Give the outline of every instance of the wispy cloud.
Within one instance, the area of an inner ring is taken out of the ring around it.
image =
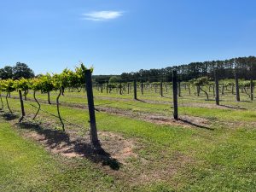
[[[83,20],[108,20],[123,15],[123,11],[93,11],[83,14]]]

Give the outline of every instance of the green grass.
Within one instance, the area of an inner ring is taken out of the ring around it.
[[[86,103],[86,99],[81,97],[83,94],[67,92],[61,99]],[[96,103],[99,105],[172,115],[172,109],[166,104],[132,99],[116,102],[101,99],[106,95],[100,95],[96,94]],[[44,95],[40,96],[46,99]],[[113,94],[111,96],[118,99],[120,96]],[[224,97],[232,98],[230,95]],[[156,101],[155,98],[148,96],[152,101]],[[111,102],[113,103],[108,104]],[[12,109],[18,113],[19,101],[9,99],[9,102]],[[189,102],[214,103],[195,96],[180,101],[181,104]],[[181,114],[208,119],[207,126],[212,130],[155,125],[129,117],[96,113],[99,131],[119,133],[137,143],[134,148],[137,158],[128,159],[127,164],[117,171],[118,176],[103,173],[99,167],[94,169],[94,164],[85,159],[66,160],[53,156],[33,142],[21,138],[9,124],[1,120],[0,153],[3,155],[0,157],[0,171],[5,174],[0,175],[0,186],[5,186],[6,191],[31,189],[68,191],[68,186],[74,191],[86,190],[84,189],[98,189],[99,191],[253,191],[256,189],[255,102],[222,102],[234,107],[239,105],[247,110],[189,106],[179,108]],[[36,111],[27,102],[25,108],[27,114]],[[56,114],[54,105],[42,104],[42,108]],[[87,110],[61,106],[61,113],[68,121],[89,127]],[[57,119],[40,112],[38,121],[45,119],[52,122],[53,128],[58,128]],[[84,133],[84,130],[71,125],[67,125],[67,129]],[[13,162],[13,159],[17,160]],[[15,172],[18,177],[11,174]],[[150,179],[141,181],[142,174]]]
[[[61,160],[21,138],[0,119],[0,191],[118,190],[113,177],[87,160]]]

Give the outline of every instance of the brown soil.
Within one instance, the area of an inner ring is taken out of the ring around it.
[[[32,131],[26,132],[26,137],[40,143],[51,153],[67,158],[86,158],[88,154],[93,153],[91,151],[84,152],[87,149],[93,150],[92,148],[83,148],[83,146],[90,146],[89,136],[83,139],[69,137],[68,140],[61,139],[61,141],[58,141],[56,139],[56,141],[53,142],[52,138],[49,138],[47,134]],[[119,163],[125,164],[127,158],[137,156],[133,152],[133,148],[135,147],[134,141],[108,131],[99,131],[98,137],[102,148],[104,148],[108,156],[111,156],[112,159],[114,159]],[[78,146],[80,146],[80,148],[78,148]],[[102,155],[104,156],[105,154]]]
[[[32,101],[32,100],[28,100],[28,101]],[[47,101],[40,100],[40,102],[47,103]],[[55,103],[52,102],[52,104],[55,104]],[[69,103],[69,102],[61,102],[60,104],[66,107],[71,107],[71,108],[84,108],[84,109],[88,108],[87,106],[81,105],[81,104],[75,104],[75,103]],[[210,108],[210,104],[209,104],[209,108]],[[200,117],[188,116],[188,115],[180,116],[178,120],[175,120],[172,117],[168,117],[168,116],[161,115],[159,113],[153,113],[134,112],[131,110],[119,109],[119,108],[109,108],[109,107],[96,107],[96,111],[99,112],[105,112],[111,114],[130,117],[132,119],[141,119],[141,120],[144,120],[144,121],[148,121],[158,125],[183,125],[186,127],[194,126],[194,127],[207,128],[207,129],[208,129],[207,125],[209,125],[209,121],[206,119],[200,118]]]

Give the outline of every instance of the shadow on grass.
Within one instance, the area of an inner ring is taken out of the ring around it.
[[[17,123],[17,125],[20,129],[34,131],[43,136],[44,143],[51,149],[64,146],[65,150],[63,154],[75,153],[78,156],[86,158],[94,163],[108,166],[113,170],[119,170],[121,164],[116,159],[112,158],[110,154],[106,152],[102,147],[93,148],[90,143],[89,137],[87,139],[71,139],[70,136],[62,131],[44,128],[38,124],[30,122]]]
[[[247,110],[247,108],[240,108],[240,107],[234,107],[234,106],[229,106],[229,105],[219,105],[219,106],[224,107],[224,108],[232,108],[232,109]]]
[[[138,98],[135,99],[135,101],[141,102],[146,102],[145,101],[138,99]]]
[[[1,116],[5,119],[5,120],[14,120],[15,119],[19,118],[19,115],[10,113],[6,113],[3,110],[0,110]]]
[[[206,130],[210,130],[210,131],[214,131],[214,129],[212,129],[212,128],[210,128],[210,127],[207,127],[207,126],[203,126],[203,125],[197,125],[197,124],[193,123],[193,122],[191,122],[189,120],[187,120],[187,119],[179,119],[179,118],[177,119],[180,120],[180,121],[182,121],[182,122],[183,122],[183,123],[186,123],[186,124],[191,125],[193,126],[195,126],[197,128],[206,129]]]

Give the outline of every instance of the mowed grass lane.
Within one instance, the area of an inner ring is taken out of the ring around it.
[[[20,104],[17,100],[10,99],[10,103],[13,108],[19,110]],[[42,108],[53,113],[56,112],[55,106],[43,104]],[[35,112],[35,109],[27,104],[26,109],[28,113]],[[88,125],[89,117],[86,110],[63,106],[61,110],[64,119],[79,125]],[[121,183],[125,183],[125,177],[131,170],[134,171],[134,167],[137,172],[130,172],[134,177],[138,177],[140,172],[148,174],[150,170],[157,174],[163,174],[161,171],[176,163],[175,158],[177,154],[179,154],[189,160],[184,164],[182,162],[184,158],[178,159],[177,161],[180,160],[183,166],[173,167],[175,174],[170,177],[160,178],[158,182],[154,182],[153,178],[149,183],[142,183],[135,186],[133,183],[128,183],[129,189],[146,191],[166,191],[172,189],[181,191],[253,191],[256,188],[256,131],[253,125],[247,124],[248,121],[253,122],[253,114],[242,110],[236,112],[214,109],[215,113],[212,110],[204,108],[198,113],[200,116],[205,114],[207,117],[212,112],[210,116],[213,115],[216,123],[212,121],[209,127],[213,131],[160,125],[106,113],[96,113],[100,131],[121,133],[127,138],[138,140],[143,147],[137,148],[136,153],[148,163],[144,165],[139,160],[130,160],[130,166],[119,171],[125,173],[119,181]],[[236,113],[237,117],[244,113],[247,118],[243,119],[242,124],[230,127],[221,123],[229,123],[229,120],[231,122]],[[115,181],[114,178],[113,180]]]

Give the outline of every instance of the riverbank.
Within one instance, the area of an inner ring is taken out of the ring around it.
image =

________________________

Repeat the records word for word, from the very beginning down through the line containing "[[[83,20],[108,20],[123,15],[123,11],[93,11],[83,14]]]". Leave the picture out of your copy.

Task answer>
Give the outline of every instance of the wispy cloud.
Within one instance, the area of an inner ring is taken out of the ring around it.
image =
[[[83,20],[108,20],[123,15],[123,11],[93,11],[83,14]]]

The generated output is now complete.